▶ [Dataset]
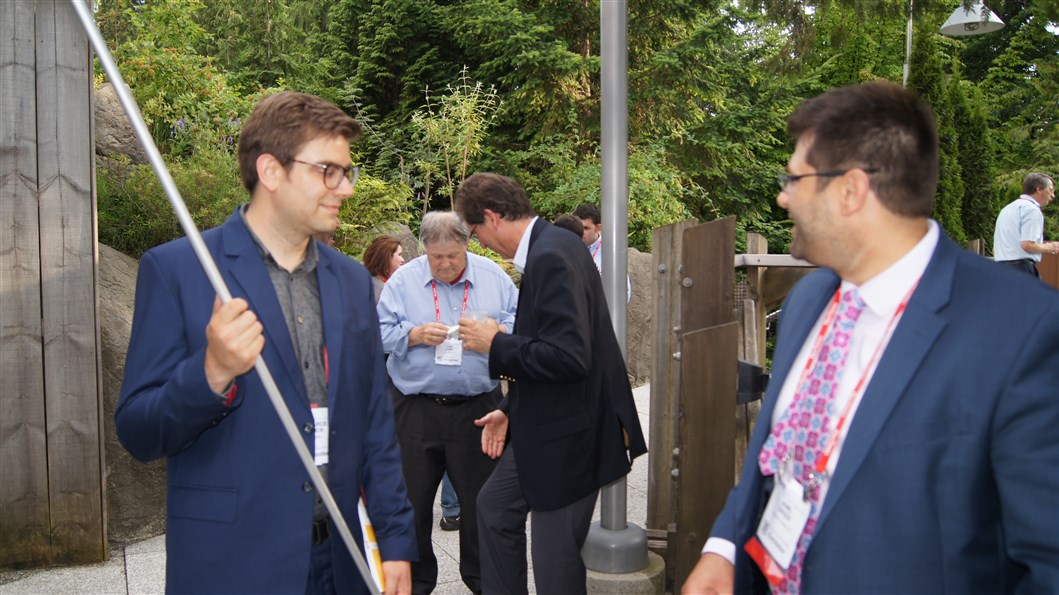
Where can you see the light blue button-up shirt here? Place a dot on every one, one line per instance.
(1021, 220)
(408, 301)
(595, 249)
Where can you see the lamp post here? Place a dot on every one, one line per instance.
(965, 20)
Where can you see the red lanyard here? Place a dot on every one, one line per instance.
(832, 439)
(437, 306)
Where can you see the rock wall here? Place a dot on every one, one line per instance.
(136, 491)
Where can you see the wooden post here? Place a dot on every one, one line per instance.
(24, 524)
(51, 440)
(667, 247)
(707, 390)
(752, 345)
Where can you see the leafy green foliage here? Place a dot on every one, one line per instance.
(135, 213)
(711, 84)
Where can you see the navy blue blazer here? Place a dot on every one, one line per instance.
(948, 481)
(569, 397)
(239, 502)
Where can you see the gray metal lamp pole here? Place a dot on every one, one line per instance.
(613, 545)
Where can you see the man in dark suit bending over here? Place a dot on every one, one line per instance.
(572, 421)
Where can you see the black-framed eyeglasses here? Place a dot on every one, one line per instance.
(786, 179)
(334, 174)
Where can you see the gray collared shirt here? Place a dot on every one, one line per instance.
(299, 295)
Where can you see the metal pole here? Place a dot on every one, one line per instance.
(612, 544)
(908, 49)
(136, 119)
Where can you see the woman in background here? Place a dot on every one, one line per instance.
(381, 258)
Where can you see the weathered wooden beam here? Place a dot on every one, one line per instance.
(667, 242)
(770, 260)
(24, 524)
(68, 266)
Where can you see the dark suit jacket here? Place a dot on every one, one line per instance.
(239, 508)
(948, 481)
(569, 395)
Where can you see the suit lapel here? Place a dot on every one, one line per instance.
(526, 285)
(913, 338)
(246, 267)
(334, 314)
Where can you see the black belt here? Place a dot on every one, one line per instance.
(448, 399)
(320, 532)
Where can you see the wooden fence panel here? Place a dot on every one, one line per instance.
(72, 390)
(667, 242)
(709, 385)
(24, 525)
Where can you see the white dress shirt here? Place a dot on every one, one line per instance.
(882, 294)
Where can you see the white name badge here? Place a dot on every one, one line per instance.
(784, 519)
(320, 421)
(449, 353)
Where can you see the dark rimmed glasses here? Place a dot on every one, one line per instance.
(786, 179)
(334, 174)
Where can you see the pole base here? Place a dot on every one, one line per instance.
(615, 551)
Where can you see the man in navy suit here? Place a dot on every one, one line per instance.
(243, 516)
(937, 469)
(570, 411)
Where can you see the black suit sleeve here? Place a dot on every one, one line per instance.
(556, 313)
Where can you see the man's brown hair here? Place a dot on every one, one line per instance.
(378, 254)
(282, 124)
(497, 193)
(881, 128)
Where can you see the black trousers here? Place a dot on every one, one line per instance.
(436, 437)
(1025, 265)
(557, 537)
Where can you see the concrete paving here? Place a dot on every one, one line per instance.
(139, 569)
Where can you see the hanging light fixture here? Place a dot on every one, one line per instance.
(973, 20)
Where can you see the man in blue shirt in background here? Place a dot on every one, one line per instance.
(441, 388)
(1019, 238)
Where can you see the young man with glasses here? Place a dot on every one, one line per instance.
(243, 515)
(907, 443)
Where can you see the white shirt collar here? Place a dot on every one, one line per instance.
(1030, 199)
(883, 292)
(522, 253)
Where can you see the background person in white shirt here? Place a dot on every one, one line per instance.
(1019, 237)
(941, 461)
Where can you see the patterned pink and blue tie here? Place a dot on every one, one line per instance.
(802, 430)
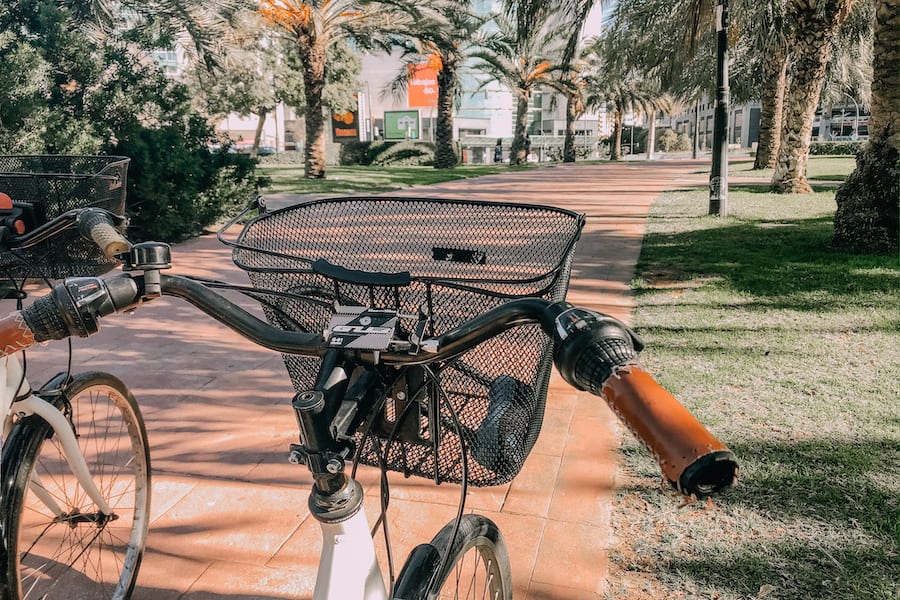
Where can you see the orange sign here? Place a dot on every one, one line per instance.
==
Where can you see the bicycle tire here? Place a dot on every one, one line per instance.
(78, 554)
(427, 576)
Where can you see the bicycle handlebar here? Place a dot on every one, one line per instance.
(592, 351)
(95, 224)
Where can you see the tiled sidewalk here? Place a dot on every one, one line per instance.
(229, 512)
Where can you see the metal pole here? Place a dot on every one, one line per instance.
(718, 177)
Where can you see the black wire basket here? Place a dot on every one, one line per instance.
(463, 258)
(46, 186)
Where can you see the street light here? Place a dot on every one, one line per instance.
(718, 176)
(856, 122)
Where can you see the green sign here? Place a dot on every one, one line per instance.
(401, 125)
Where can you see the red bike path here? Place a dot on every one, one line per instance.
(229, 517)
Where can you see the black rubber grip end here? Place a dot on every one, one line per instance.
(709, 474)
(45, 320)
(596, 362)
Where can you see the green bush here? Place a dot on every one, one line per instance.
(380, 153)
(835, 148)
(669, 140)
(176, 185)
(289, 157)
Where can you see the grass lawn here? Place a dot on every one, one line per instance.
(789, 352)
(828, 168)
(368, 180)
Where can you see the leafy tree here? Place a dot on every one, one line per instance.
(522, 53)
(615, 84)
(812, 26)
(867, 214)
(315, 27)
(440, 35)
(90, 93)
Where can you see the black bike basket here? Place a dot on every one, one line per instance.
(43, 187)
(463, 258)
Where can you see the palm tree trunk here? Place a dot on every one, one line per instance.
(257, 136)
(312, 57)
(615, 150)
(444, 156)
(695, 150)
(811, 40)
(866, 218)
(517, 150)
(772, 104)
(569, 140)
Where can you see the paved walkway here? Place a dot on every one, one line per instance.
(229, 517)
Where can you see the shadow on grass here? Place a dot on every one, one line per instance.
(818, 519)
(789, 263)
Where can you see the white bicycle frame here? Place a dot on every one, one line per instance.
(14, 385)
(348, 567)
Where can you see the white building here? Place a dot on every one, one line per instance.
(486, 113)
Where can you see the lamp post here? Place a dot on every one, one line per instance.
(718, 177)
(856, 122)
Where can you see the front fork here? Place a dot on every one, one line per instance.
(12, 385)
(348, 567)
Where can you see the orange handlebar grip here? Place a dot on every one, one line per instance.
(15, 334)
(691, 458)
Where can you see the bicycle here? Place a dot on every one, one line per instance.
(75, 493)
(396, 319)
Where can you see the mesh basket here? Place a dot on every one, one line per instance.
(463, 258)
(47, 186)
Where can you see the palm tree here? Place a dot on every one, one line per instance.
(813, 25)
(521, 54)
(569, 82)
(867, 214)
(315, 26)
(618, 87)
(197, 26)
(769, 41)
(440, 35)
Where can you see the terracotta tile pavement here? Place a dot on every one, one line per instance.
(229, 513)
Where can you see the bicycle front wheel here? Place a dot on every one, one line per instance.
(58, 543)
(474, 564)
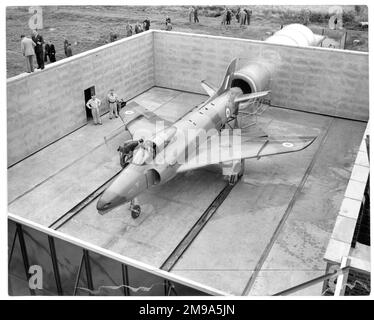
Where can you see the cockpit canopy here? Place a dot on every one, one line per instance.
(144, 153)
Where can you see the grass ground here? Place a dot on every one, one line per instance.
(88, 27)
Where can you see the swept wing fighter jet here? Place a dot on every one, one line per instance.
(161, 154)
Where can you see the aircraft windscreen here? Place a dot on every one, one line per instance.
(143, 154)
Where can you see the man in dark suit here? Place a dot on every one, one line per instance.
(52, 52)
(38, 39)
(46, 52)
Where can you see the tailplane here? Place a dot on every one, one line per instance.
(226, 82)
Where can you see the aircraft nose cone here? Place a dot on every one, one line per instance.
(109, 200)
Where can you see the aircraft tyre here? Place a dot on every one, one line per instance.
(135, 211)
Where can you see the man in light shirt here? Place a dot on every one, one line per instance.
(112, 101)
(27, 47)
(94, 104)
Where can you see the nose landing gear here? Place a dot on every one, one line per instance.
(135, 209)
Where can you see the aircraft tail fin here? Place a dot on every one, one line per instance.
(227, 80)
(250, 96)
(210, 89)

▶ [What this task involves] Return exactly the stretch above whose first line contains "Where can you see the patterned" and whose last line contains "Where can you see the orange sign", and nothing outside it. The pictures should not appear.

▶ [Output]
Where can you see the patterned pink and blue tie here? Place a dot on every one, one line per instance.
(802, 430)
Where can you see the orange sign here? Place a dot on every one, one line per instance.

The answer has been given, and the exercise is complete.